PAGE EXCERPT:
==========
IEEE guide enters the motor diagnostic field

Electrical Apparatus, Apr 2008 by Nailen, Richard L

Attempting to apply standards in a previously uncharted area

INSULATION SYSTEMS, DIMENSIONS, PERFORmance characteristics-many features and components of rotating electric machines are highly standardized. Despite design options and manufacturing variations, product interchangeability is readily available except in the larger sizes.

Once in operation, however, a motor is subject to servicing practices that have been much less fully documented. That picture has recently changed with issuance of the first IEEE document combining maintenance recommendations with diagnosis of trouble. Published in April 2007, IEEE 1415 is titled Guide for induction Machinery Maintenance Testing and Failure Analysis.

With the publication of this document, industry now has a complete set of standards (from several sources) covering the range from routine surveillance through major repair. Each of the documents has its strong points and weaknesses. They're not to be applied blindly.

To see how the latest addition fits in, we'll briefly review those publications here. IEEE 1415 is a companion to these four other standards:

* ANSI/NFPA 70B, Recommended Practice for Electrical Equipment Maintenance (launched in 1968).

* IEEE 1068, Recommended Practice for the Repair and Rewinding of Motors for the Petroleum and Chemical Industry (begun in 1989).

* ANSI/EASA AR 100, Recommended Practice for the Repair of Rotating Electrical Apparatus (first published 1998).

* ANSI/NETA MTS, Standard for Maintenance Testing Specifications for Electrical Power Distribution Equipment and Systems.

These five publications, and their relationship to one another, need to be viewed in light of their origins. Four different standards-writing agencies were involved, each with some viewpoints quite different from the others.
==========
MATERIAL SUPPLIED:
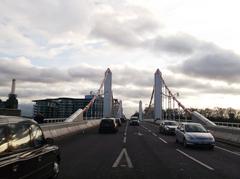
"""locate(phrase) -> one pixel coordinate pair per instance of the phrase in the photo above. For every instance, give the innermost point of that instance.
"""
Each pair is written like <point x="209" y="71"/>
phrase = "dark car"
<point x="134" y="121"/>
<point x="24" y="151"/>
<point x="168" y="127"/>
<point x="118" y="121"/>
<point x="108" y="125"/>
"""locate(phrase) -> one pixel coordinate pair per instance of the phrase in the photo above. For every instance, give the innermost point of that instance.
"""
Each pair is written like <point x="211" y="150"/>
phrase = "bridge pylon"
<point x="158" y="95"/>
<point x="107" y="102"/>
<point x="140" y="111"/>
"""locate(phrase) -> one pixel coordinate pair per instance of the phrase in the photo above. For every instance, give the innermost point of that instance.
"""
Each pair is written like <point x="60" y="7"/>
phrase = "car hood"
<point x="171" y="127"/>
<point x="199" y="135"/>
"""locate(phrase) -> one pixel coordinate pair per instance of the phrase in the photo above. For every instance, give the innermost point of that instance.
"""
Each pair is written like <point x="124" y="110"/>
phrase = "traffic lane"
<point x="217" y="159"/>
<point x="89" y="155"/>
<point x="153" y="158"/>
<point x="220" y="145"/>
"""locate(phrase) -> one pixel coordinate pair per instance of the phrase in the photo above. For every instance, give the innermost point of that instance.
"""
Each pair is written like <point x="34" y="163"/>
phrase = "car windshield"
<point x="170" y="123"/>
<point x="194" y="128"/>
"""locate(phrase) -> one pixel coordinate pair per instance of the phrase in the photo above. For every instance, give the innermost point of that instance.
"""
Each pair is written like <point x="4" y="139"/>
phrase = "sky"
<point x="57" y="48"/>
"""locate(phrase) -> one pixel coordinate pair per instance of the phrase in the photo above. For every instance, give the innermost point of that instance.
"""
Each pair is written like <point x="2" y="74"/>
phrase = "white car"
<point x="168" y="127"/>
<point x="194" y="134"/>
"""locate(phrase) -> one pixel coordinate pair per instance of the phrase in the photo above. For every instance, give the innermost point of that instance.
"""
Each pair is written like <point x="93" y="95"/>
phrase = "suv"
<point x="24" y="151"/>
<point x="134" y="121"/>
<point x="108" y="125"/>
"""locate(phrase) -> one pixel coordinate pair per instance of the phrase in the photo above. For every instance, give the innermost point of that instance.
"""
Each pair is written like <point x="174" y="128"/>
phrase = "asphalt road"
<point x="138" y="152"/>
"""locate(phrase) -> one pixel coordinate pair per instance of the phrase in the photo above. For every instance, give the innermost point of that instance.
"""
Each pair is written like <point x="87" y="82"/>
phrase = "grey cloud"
<point x="179" y="44"/>
<point x="218" y="65"/>
<point x="15" y="69"/>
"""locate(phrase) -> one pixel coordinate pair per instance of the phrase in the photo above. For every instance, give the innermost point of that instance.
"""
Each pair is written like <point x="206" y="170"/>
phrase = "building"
<point x="64" y="107"/>
<point x="10" y="106"/>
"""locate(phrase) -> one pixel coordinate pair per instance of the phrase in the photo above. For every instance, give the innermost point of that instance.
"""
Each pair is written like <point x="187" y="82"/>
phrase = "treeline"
<point x="215" y="114"/>
<point x="220" y="114"/>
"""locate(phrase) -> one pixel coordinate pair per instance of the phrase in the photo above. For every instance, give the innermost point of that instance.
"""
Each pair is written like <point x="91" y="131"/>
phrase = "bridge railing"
<point x="54" y="120"/>
<point x="228" y="124"/>
<point x="54" y="130"/>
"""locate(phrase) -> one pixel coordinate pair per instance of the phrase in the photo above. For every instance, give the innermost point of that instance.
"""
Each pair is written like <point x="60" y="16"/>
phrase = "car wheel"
<point x="184" y="143"/>
<point x="56" y="170"/>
==========
ACTIONS TO TAKE:
(A) According to the IEEE 1415 article, in what month and year was IEEE 1415 published?
(B) Echo the IEEE 1415 article from "With the publication" up to and including "(first published 1998).".
(C) Decide whether each statement agrees with the IEEE 1415 article, answering yes or no and quoting the deciding words: (i) IEEE 1068 was begun in 1989. (ii) The standards can be applied blindly. (iii) Each of the five publications came from a different standards-writing agency.
The rows are not needed here.

RESPONSES FOR EACH TASK:
(A) April 2007.

(B)
With the publication of this document, industry now has a complete set of standards (from several sources) covering the range from routine surveillance through major repair. Each of the documents has its strong points and weaknesses. They're not to be applied blindly.

To see how the latest addition fits in, we'll briefly review those publications here. IEEE 1415 is a companion to these four other standards:

* ANSI/NFPA 70B, Recommended Practice for Electrical Equipment Maintenance (launched in 1968).

* IEEE 1068, Recommended Practice for the Repair and Rewinding of Motors for the Petroleum and Chemical Industry (begun in 1989).

* ANSI/EASA AR 100, Recommended Practice for the Repair of Rotating Electrical Apparatus (first published 1998).

(C)
(i) Yes: "begun in 1989"
(ii) No: "They're not to be applied blindly."
(iii) No: "Four different standards-writing agencies were involved"